====== DATA SUPPLIED ======

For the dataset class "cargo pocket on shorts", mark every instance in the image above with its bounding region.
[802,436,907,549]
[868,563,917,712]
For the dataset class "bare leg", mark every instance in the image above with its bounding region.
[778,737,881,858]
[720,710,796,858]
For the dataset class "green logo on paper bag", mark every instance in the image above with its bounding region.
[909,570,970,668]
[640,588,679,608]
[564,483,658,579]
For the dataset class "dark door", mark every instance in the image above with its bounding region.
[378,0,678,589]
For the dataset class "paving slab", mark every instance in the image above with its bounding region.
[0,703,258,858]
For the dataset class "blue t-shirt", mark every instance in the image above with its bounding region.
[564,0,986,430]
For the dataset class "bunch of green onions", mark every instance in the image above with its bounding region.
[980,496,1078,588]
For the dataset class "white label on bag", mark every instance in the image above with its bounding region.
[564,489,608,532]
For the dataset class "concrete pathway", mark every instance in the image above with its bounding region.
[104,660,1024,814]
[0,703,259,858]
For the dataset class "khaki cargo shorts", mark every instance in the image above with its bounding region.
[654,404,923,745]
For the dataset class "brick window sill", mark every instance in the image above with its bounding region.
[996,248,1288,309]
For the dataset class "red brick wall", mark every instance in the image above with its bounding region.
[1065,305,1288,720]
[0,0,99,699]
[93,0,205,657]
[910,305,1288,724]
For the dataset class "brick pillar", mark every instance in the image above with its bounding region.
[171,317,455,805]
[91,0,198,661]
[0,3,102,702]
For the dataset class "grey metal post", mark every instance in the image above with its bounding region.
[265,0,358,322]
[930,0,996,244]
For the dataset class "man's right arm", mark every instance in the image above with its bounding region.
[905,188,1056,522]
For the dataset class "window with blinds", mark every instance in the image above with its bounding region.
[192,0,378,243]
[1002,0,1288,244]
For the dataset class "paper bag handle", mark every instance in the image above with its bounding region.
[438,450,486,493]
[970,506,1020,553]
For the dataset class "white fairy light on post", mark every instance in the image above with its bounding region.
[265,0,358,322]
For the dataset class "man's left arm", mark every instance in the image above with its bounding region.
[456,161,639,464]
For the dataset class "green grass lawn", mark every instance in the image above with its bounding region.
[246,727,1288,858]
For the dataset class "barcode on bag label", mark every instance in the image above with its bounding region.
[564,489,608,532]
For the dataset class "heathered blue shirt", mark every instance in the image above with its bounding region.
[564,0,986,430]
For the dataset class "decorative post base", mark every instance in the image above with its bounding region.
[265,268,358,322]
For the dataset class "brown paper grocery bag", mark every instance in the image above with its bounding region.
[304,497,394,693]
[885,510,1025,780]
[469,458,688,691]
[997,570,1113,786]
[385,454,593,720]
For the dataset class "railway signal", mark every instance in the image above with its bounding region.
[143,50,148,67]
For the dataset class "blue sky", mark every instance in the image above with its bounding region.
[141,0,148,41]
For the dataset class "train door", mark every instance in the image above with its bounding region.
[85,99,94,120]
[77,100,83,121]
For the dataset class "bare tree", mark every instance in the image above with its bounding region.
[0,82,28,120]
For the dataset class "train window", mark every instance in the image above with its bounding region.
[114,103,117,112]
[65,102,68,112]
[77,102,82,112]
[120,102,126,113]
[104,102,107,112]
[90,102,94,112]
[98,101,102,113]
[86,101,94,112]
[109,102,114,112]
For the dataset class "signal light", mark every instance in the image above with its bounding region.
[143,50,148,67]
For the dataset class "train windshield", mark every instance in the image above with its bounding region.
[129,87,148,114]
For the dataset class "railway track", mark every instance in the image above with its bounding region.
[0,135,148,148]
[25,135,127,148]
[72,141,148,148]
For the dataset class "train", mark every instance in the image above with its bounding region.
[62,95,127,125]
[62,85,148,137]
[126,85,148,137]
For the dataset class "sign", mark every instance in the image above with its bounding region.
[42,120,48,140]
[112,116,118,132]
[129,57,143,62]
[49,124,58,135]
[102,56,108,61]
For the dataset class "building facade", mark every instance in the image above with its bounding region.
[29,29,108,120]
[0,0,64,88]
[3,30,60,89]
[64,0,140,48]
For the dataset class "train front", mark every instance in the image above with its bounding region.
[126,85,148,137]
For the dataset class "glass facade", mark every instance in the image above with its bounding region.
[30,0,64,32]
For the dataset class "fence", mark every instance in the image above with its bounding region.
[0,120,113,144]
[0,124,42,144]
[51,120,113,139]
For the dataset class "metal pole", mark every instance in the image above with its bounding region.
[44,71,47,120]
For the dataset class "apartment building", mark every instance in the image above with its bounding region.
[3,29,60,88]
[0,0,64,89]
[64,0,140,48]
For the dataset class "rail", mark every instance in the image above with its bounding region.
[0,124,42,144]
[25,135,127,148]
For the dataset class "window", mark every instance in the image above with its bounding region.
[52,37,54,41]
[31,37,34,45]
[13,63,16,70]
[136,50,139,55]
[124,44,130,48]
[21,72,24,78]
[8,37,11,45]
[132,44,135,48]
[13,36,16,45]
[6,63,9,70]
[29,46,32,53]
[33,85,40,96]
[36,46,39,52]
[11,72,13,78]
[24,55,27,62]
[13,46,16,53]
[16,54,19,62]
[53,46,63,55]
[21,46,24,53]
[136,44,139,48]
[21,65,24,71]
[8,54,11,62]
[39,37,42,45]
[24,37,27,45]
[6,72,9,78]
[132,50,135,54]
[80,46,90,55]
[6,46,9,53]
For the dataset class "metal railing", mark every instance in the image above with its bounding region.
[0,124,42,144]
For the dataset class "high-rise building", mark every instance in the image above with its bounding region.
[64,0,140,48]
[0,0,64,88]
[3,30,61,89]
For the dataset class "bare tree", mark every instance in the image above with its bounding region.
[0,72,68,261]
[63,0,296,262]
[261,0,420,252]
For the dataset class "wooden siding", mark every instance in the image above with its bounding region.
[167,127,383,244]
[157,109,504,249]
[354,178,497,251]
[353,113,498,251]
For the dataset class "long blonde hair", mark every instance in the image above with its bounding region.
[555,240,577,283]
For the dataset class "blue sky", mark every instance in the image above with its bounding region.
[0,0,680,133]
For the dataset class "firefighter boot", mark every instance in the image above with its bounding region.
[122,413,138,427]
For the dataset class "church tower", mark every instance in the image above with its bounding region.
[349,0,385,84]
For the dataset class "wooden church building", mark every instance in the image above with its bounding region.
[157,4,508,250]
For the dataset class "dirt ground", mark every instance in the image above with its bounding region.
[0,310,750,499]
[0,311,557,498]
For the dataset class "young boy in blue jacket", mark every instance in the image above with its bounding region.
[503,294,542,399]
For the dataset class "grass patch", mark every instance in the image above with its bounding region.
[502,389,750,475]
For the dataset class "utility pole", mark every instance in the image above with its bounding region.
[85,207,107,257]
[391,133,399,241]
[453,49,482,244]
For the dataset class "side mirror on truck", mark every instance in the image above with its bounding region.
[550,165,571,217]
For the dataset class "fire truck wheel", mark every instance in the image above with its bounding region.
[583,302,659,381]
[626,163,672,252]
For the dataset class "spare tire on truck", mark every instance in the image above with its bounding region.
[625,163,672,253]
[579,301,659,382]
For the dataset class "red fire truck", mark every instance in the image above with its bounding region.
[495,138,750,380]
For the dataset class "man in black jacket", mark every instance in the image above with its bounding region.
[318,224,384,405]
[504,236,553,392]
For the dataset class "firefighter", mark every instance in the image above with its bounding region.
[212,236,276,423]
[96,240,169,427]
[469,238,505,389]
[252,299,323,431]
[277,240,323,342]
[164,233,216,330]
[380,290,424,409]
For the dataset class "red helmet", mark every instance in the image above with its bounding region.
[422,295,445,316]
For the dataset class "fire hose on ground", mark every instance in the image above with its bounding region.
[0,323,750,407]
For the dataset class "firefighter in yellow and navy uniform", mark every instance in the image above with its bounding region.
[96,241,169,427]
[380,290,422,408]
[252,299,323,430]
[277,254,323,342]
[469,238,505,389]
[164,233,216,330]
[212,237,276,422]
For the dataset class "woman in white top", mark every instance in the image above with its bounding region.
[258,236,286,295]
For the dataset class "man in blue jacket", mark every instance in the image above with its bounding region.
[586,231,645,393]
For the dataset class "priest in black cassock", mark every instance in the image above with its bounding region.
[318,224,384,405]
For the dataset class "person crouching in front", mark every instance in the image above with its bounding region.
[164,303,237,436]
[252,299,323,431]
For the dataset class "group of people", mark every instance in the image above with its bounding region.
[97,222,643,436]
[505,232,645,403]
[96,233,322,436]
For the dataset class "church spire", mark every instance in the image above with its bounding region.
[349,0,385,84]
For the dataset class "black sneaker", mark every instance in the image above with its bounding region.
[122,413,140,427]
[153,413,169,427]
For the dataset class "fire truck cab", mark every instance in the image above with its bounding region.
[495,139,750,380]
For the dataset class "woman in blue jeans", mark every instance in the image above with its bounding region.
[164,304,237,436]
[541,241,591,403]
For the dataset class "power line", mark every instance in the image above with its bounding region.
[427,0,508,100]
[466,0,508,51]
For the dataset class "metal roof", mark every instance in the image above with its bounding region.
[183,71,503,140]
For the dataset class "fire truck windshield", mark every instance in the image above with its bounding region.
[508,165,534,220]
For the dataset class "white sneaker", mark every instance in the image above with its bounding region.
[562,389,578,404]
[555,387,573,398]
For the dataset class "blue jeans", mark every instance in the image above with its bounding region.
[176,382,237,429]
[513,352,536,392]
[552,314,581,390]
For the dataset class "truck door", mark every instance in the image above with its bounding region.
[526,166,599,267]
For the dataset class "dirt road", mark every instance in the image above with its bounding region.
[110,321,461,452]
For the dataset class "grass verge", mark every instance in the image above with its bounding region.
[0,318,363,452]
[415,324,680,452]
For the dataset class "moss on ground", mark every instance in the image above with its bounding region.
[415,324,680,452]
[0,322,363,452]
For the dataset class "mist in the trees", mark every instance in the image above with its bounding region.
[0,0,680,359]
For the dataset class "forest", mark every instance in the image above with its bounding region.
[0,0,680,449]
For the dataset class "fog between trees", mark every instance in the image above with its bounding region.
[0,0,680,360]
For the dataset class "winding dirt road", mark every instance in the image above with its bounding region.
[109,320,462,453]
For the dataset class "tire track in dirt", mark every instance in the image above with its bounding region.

======

_WRITTEN EXERCISE_. Recast the lines from the start of the dataset items through the line with "[564,483,658,579]" as a numbered list, skipping any blank lines.

_RIGHT ANSWER_.
1. For the dataset class "cargo pocket on shorts", mark every instance in the image above with its bounding region.
2. [802,436,907,549]
3. [868,563,917,712]
4. For the dataset class "bare leg", mark every instance in the image above with its bounding region.
5. [778,737,881,858]
6. [720,710,796,858]
7. For the dataset class "green logo on paper bag", mark every instance in the image above with its bounding region.
8. [909,570,970,668]
9. [640,588,679,608]
10. [564,483,658,579]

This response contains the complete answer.